---- DATA ROWS
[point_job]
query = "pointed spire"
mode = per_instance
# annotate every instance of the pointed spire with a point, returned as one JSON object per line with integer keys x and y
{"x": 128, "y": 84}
--------
## TASK BRIEF
Update the lines above by replacing "pointed spire" with "church steeple" wherever it occurs, keeping everything else unchanged.

## RESPONSE FOR THIS EXERCISE
[point_job]
query = "church steeple"
mode = per_instance
# annotate every instance of the church steeple with a point, returned as one JSON object per line with integer keys x and y
{"x": 128, "y": 84}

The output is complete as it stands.